Task prompt:
The task calls for an exact copy of the records, without any images.
START Data provided
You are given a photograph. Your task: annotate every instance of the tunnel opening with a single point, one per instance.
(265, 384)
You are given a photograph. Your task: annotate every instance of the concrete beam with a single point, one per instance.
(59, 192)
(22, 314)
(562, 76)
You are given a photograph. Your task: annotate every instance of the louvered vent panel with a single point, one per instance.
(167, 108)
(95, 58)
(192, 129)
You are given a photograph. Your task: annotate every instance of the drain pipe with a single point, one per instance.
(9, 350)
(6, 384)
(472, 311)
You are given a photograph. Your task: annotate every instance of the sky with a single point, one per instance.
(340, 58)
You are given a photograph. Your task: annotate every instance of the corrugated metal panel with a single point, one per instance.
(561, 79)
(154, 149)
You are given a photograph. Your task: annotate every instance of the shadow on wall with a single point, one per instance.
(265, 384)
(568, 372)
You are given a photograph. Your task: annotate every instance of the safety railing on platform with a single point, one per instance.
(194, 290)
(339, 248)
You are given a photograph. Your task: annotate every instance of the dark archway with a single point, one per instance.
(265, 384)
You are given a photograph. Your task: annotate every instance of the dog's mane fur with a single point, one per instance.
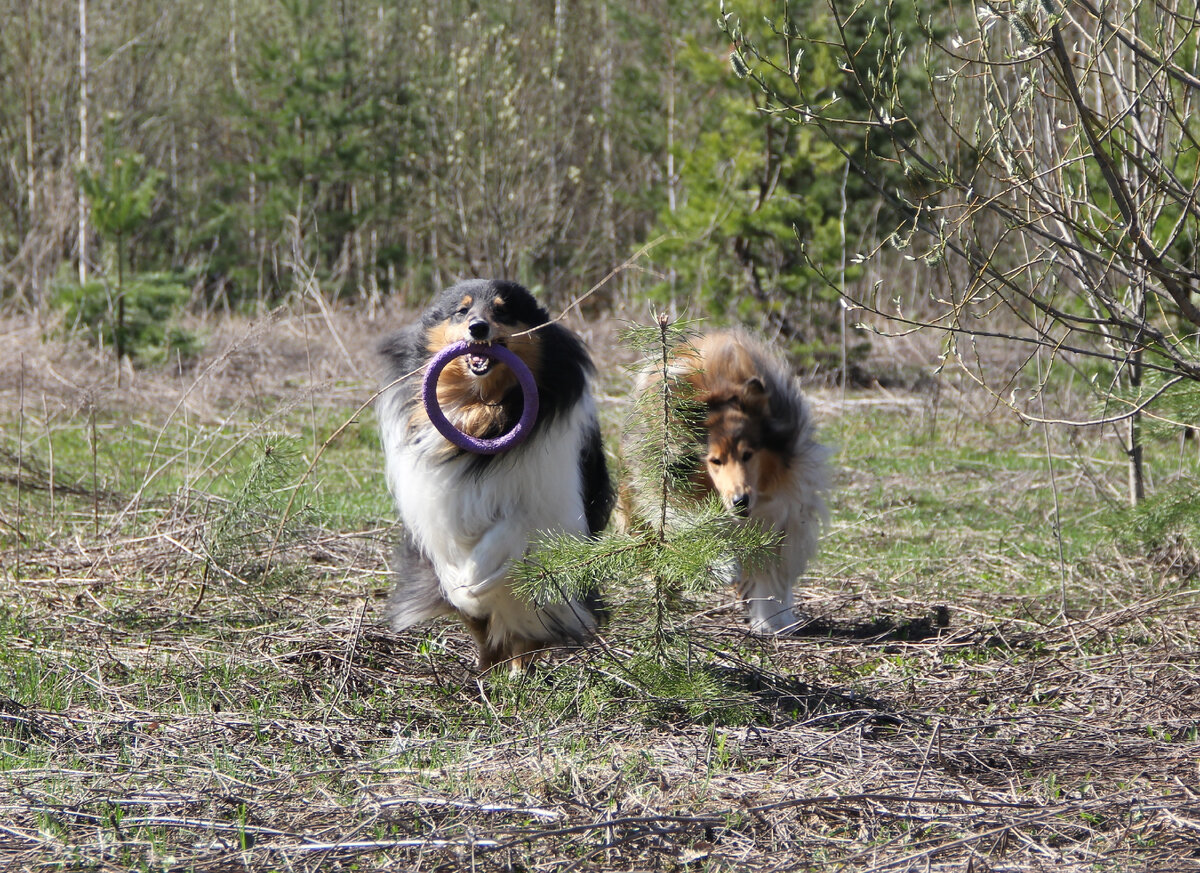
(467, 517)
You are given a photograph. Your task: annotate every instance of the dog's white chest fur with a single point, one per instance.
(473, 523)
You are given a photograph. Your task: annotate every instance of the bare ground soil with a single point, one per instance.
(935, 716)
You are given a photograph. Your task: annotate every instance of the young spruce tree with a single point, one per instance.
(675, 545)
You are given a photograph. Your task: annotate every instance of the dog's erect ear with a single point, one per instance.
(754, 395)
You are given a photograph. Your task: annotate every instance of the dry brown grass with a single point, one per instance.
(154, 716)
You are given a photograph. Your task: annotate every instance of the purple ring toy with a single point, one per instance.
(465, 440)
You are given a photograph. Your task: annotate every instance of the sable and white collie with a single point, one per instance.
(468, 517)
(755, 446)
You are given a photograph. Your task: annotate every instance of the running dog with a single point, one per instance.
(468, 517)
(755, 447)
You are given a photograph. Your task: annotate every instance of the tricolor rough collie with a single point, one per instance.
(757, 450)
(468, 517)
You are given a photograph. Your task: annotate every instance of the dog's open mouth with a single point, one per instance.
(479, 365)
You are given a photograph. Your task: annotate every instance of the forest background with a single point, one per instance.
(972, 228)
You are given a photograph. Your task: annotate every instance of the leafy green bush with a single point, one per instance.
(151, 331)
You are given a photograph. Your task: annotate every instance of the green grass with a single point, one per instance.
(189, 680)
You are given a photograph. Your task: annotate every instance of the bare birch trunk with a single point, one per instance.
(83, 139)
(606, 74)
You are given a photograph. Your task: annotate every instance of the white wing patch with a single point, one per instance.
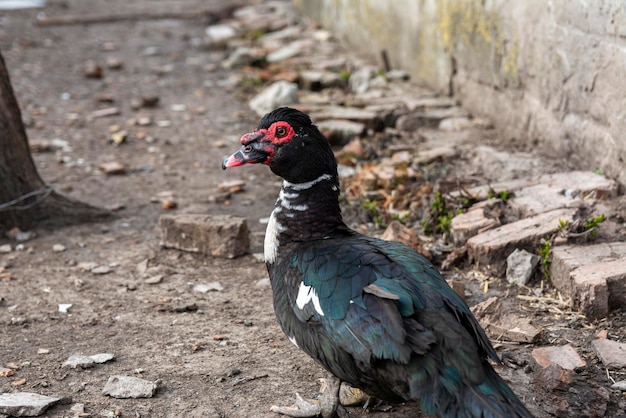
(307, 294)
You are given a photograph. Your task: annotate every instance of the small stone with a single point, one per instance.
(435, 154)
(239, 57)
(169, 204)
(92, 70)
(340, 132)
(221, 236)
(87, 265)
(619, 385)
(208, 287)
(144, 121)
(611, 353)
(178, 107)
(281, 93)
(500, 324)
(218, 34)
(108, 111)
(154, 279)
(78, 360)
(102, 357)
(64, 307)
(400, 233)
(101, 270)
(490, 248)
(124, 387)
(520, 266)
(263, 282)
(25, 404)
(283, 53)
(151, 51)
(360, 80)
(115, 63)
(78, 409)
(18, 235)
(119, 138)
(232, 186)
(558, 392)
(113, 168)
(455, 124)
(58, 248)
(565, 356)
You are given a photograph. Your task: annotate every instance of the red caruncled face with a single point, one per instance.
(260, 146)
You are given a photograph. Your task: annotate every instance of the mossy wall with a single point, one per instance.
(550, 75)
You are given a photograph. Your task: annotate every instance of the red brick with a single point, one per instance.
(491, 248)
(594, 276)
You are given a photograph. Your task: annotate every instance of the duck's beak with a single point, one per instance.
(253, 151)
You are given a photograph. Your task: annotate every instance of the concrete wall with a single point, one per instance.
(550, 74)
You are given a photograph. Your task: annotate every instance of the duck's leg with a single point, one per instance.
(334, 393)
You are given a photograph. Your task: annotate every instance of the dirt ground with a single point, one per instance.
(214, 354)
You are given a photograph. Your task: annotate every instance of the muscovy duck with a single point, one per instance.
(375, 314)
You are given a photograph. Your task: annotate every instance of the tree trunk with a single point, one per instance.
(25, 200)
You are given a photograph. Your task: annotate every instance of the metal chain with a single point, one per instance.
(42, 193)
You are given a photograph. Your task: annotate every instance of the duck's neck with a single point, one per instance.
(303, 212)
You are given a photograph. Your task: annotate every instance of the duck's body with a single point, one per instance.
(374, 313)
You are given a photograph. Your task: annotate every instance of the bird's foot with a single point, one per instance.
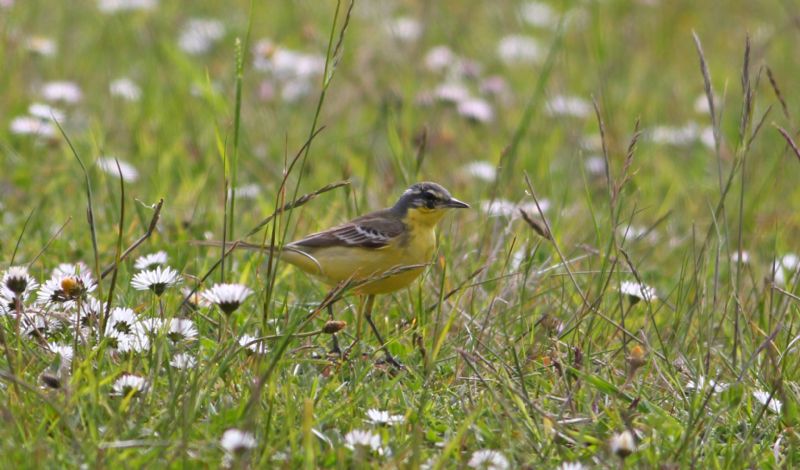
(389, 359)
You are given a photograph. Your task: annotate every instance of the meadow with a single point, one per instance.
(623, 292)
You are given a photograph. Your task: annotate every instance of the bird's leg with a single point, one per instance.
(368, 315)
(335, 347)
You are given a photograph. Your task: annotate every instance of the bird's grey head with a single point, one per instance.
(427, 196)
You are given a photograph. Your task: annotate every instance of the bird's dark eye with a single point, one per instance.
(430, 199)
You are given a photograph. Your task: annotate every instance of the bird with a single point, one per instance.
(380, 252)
END Data provided
Answer to this task:
You are given a photograph. Your task: annotate every instance of the tunnel opening with a single point, one per instance.
(265, 384)
You are given a photograph. Your task: annotate every instance of the concrete beam with a single point, one per instance.
(59, 192)
(22, 314)
(562, 76)
You are given a photograph. Your task: annotate every instance of the louvered vent panel with a single point, one per instance.
(167, 108)
(95, 58)
(192, 129)
You are given a photograph. Your task: annotate every instance of the drain pipe with a single point, one per instance.
(9, 350)
(6, 384)
(472, 311)
You are given a photograph. Your task: annotate every instance of the sky with a single point, one per instance.
(340, 58)
You are given a photograph. Your task: annotate every instance of the corrugated metal panel with a single point, one per instance.
(561, 79)
(154, 149)
You are given a photograph. Your task: annotate every instance of the shadow on wall with a single point, one per instance.
(265, 384)
(568, 372)
You are given a photograph. Your task: annotate every instance of the safety railing on platform with a single point, one per instance.
(194, 290)
(339, 248)
You are given a photograph. Your task: annotate every instance of the dark archway with a single point, one per instance.
(265, 384)
You are given a photograph. Your task: annotate every instance of the dog's mane fur with a single point, one per instance.
(467, 517)
You are given a photograph. Your task: annotate every instance of the dog's white chest fur with a single point, one per instance.
(473, 523)
You are given a photograph. Your task: annotate every instance of the bare ground soil with a single point, one per instance.
(935, 716)
You are given a photograph. Your task: annotate every instance of the young spruce tree with a single point, one per instance.
(675, 545)
You are given a photograph. Your task: annotate every instance of the dog's erect ear with a single point, one per instance.
(754, 395)
You are given a photograph. Your task: annotate every instance of the dry brown grass with a single point, one per instance.
(154, 716)
You are given a photograph. Your task: annotate every instance of the purple ring toy with a single point, one per instance.
(465, 440)
You are given a photograph. Your task: annotate every instance of the sable and white collie with a single point, one per instance.
(468, 517)
(755, 446)
You are given a photograph. Your task: annotate every instance of the running dog with a single point, one per instance.
(468, 517)
(755, 447)
You are given a photograph. Your task: annotate every instance of the tricolor rough collie with a single point, one per instance.
(757, 450)
(468, 517)
You are given a photograph. Your task: annotate every instance of the dog's open mouth with a single point, one per instance.
(479, 365)
You are given a photograph. Your task: annotate every instance of the forest background with a single point, one per instance.
(972, 228)
You are given a photograph. Your task: annotate every instance of the leafy green bush with a single point, one per instance.
(151, 331)
You are given a photograph. Your task: annotate every instance of the green grass with a single point, one per instance.
(189, 680)
You are given a photograph. Your task: annotate every instance of the bare birch trunk with a single point, one per instance.
(83, 139)
(606, 74)
You are given a photograph. Your task: annotate every instance of the white wing patch with a single point, one per instance.
(307, 294)
You are given a photograph. Your task: annotate every instance of the small stone with a single point, one per instance.
(435, 154)
(239, 57)
(169, 204)
(92, 70)
(340, 132)
(221, 236)
(87, 265)
(619, 385)
(208, 287)
(144, 121)
(611, 353)
(178, 107)
(281, 93)
(500, 324)
(218, 34)
(108, 111)
(154, 279)
(78, 360)
(102, 357)
(64, 307)
(400, 233)
(101, 270)
(490, 248)
(124, 387)
(520, 266)
(263, 282)
(25, 404)
(283, 53)
(151, 51)
(360, 80)
(115, 63)
(78, 409)
(18, 235)
(119, 138)
(232, 186)
(558, 392)
(113, 168)
(455, 124)
(58, 248)
(565, 356)
You are given a photograph. Your task: annotate every instance of the red caruncled face with a single point, one per instance.
(260, 146)
You are given a photograph. Your task: annotate every instance of the mossy wall with a single point, one per instance.
(550, 75)
You are given a photograph. Your task: annotate every instance of the red brick with a single point, one per instance.
(491, 248)
(594, 276)
You are given a photograph. Your task: annotate every instance of the duck's beak with a single point, one per instance.
(253, 151)
You are given a photograph. Your task: annotate every instance of the concrete wall with a single point, one per instance.
(550, 74)
You are given a photograph. Your task: annotate every instance of the duck's leg with a single point, one per instance.
(334, 393)
You are given a photograph. Your task: annotate every instance of the dirt ground with a single point, one per instance.
(214, 354)
You are given a photograph. Your task: annotate every instance of the muscovy duck with a single point, one per instance.
(375, 314)
You are given a photograph. Your task: annotate every instance of the tree trunk with a single point, one per instance.
(25, 200)
You are given a photograph. Your task: annotate every instance of the metal chain with a single point, one per instance.
(42, 193)
You are given a photograph. Your task: annotate every instance of the duck's neck with a single point, one per instance.
(303, 212)
You are given a photograph. Your task: annotate every instance of the duck's body with a single point, one per instance.
(374, 313)
You are given a photograph. Your task: annotate every instance of the bird's foot with a single point, one per instance.
(389, 359)
You are given a photograph. Your task: annotate every instance of the meadow with a single point, one per instance.
(623, 292)
You are given a photograph. Your task: annotate every instance of the bird's leg with a single point, one per instance.
(368, 315)
(335, 347)
You are given a photograph. Your task: annotate every instance of the bird's grey head with a single point, one per instance.
(427, 196)
You are given a photograph. Your task: annotate every instance of the bird's dark eye with a single point, one per instance.
(430, 199)
You are given a photograph. Your task: annotate every instance of the bird with a single point, one per instance.
(380, 252)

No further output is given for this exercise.